PROBLEM DESCRIPTION :: Will you extract the entries word for word? Images should not appear in the copy.

EXTRACTED DATA ::
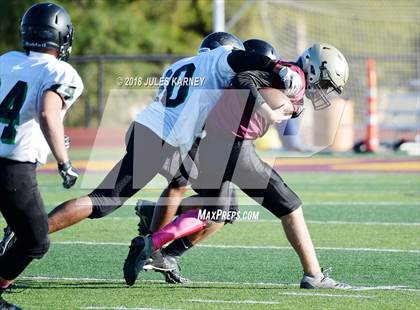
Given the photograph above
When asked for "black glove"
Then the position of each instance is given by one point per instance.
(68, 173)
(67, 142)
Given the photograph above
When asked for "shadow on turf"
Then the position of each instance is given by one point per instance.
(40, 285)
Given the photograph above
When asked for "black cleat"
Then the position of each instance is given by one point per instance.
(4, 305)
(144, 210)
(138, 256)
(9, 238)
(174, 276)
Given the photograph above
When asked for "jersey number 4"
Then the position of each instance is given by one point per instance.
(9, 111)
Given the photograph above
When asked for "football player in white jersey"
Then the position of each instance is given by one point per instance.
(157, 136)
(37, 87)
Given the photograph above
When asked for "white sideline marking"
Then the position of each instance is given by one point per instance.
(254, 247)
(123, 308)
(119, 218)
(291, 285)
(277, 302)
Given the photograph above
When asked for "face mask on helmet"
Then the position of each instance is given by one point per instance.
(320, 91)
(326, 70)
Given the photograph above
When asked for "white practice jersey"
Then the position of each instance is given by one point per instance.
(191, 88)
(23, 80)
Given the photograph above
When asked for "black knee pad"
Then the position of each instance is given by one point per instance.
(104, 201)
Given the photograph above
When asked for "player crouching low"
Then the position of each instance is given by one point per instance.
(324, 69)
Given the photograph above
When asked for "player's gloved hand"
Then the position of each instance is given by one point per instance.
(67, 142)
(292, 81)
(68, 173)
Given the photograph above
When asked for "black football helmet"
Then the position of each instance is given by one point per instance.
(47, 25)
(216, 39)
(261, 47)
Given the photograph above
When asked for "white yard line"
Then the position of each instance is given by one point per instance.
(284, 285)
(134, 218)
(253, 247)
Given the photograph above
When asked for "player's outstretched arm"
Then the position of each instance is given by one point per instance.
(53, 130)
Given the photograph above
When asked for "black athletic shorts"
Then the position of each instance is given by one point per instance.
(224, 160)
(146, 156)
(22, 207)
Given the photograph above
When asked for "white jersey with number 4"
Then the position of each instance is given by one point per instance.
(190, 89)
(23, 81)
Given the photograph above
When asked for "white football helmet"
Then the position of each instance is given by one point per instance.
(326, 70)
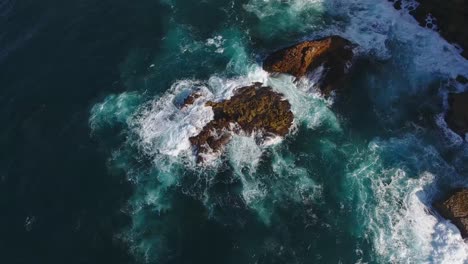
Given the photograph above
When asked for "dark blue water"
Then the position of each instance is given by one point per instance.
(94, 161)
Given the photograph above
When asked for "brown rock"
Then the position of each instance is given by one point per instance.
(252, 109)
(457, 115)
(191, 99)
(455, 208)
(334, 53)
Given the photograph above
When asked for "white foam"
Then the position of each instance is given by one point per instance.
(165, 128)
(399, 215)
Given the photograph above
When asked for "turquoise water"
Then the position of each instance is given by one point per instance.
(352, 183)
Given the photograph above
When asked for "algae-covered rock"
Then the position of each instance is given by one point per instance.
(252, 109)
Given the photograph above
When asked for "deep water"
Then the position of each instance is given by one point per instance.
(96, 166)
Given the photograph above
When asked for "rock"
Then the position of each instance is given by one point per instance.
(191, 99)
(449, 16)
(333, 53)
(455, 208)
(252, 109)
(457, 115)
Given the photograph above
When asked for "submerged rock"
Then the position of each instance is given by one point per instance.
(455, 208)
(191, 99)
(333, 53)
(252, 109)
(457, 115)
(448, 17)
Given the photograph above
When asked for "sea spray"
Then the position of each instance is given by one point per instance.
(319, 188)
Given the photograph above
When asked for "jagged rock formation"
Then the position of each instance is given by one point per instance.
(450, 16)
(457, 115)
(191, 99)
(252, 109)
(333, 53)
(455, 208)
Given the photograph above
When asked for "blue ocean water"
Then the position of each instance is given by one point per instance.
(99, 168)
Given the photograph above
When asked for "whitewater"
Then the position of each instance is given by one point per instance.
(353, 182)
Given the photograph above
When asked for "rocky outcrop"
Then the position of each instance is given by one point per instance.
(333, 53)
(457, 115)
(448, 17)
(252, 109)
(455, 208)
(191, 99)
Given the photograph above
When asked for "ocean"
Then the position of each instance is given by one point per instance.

RESULT OF THIS TASK ::
Given the photograph above
When asked for "black glove"
Then the position of each instance is given by one point per instance.
(68, 173)
(67, 142)
Given the photograph above
When asked for "shadow on turf"
Then the position of each instance is given by one point per instance.
(40, 285)
Given the photograph above
When asked for "black cleat"
Then the position of each instance is given by one point per instance.
(4, 305)
(144, 210)
(138, 256)
(9, 238)
(174, 276)
Given the photograph above
When asked for "jersey number 4"
Then the position of each instance is given by one point per instance.
(9, 111)
Given the photograph above
When asked for "football player in white jersey"
Then the position of each instance is given by one point per instance.
(157, 136)
(37, 87)
Given the photograph above
When asked for "white sideline marking"
Then the position of each instance is given by one point per instance.
(254, 247)
(123, 308)
(119, 218)
(291, 285)
(277, 302)
Given the photograph above
When asked for "face mask on helmet"
Then the position of each instance is given by one point per instance.
(320, 91)
(326, 70)
Given the photograph above
When asked for "white practice jersey"
Then the position of each instance is given by one point per instance.
(191, 88)
(23, 80)
Given the photograph above
When asked for "black knee pad"
Then the position of each instance is given by one point per instance.
(104, 201)
Given the photograph above
When asked for "player crouching low"
Then the position of each instance is given by one point per instance.
(324, 69)
Given the photograph above
When asked for "player's gloved hand"
Then the position of each instance is given by one point per instance.
(67, 142)
(292, 81)
(68, 173)
Given the photograph above
When asked for "black football helmet"
Then the position of each instance is given by one point per instance.
(47, 25)
(216, 39)
(261, 47)
Given the photograph above
When asked for "white yard line"
Then the position of each instance is given by one point per instance.
(284, 285)
(134, 218)
(253, 247)
Given the photograph above
When asked for "player's outstretched arm"
Then the position of each instance is given by one point per instance.
(53, 130)
Given the photograph above
When asked for "black athletic shorts"
Then the position of each instance is given by one point per instance.
(224, 160)
(146, 156)
(22, 207)
Given the photograph above
When asked for "white jersey with number 4"
Then the position of each instance is given by one point per instance.
(190, 89)
(23, 81)
Given the photograph above
When asked for "white football helmet"
Then the position of each instance is given by one point per instance.
(326, 70)
Given the photograph above
When asked for "dark blue water"
Then the position of each instance is given by one point per instance.
(94, 161)
Given the photograph above
When asked for "brown rock"
Then the position of each instance is given by one point per instance.
(252, 109)
(457, 115)
(191, 99)
(455, 208)
(334, 53)
Given the photograph above
When asked for "white foam"
Then the position of each instance is given by one point per instance.
(165, 128)
(399, 215)
Given the photograph above
When asked for "turquoise water"
Then the position of each instance is given by one point per instance.
(352, 183)
Given the photograph above
When asked for "algae-covered rock"
Then the position of each instance is given by one point per instance.
(252, 109)
Given the photograph above
When asked for "deep water"
Then the position of each instance is given by one point per instance.
(96, 166)
Given the photograph above
When asked for "rock"
Then the position of each instance is given by one point per instance.
(191, 99)
(449, 16)
(333, 53)
(455, 208)
(252, 109)
(457, 115)
Given the photograph above
When asked for "submerged rock"
Then the position of each instance is given by one point per instance.
(455, 208)
(191, 99)
(333, 53)
(252, 109)
(457, 115)
(448, 17)
Given the photograph above
When asked for "sea spray"
Then the position of each instance is given by one point per instance.
(319, 188)
Given the photograph above
When asked for "jagged rock formation"
Then the position of each instance is given by one point per instance.
(450, 16)
(457, 115)
(191, 99)
(252, 109)
(333, 53)
(455, 208)
Given the photograph above
When asked for "blue ocean water"
Then the position of each instance is given by one point per instance.
(99, 168)
Given the photograph above
When asked for "whitewater"
Then the position of each instance is given by one point per instance.
(353, 182)
Given the photograph above
When asked for "rocky outcrop"
Then the position of each instance is given by one point per instance.
(333, 53)
(457, 115)
(448, 17)
(252, 109)
(455, 208)
(191, 99)
Given the photograph above
When asked for "ocean"
Then the position of each instance is given by one point per instance.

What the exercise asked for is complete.